▶ [Dataset content]
* * *
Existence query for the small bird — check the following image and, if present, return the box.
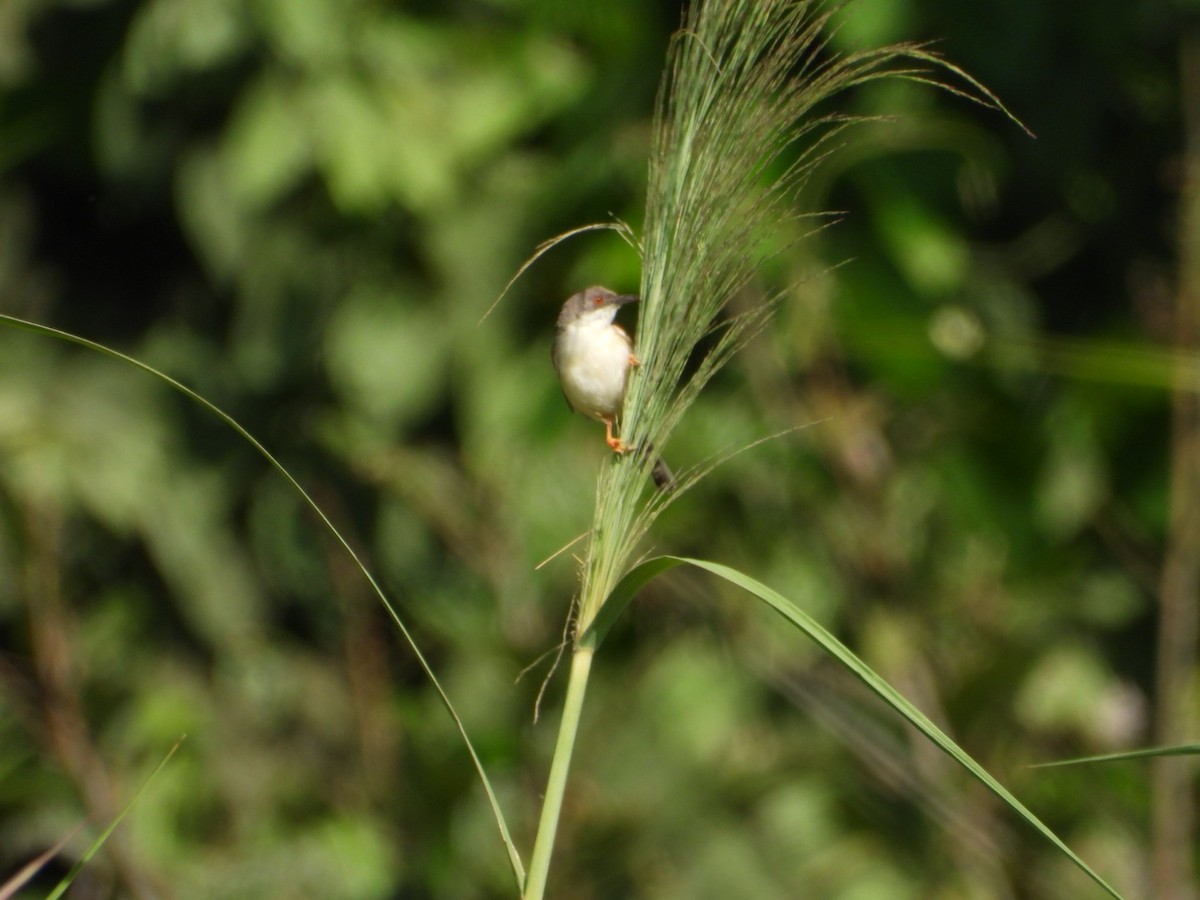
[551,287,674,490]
* * *
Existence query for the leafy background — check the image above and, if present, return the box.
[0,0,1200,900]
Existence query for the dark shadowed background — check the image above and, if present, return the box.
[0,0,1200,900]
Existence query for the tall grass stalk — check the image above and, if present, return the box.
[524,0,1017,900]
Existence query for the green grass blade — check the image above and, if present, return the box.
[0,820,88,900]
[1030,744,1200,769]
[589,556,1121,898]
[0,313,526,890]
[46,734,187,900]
* * *
How many lines in the entries above contain the word "grass"? Reply with the count alone.

2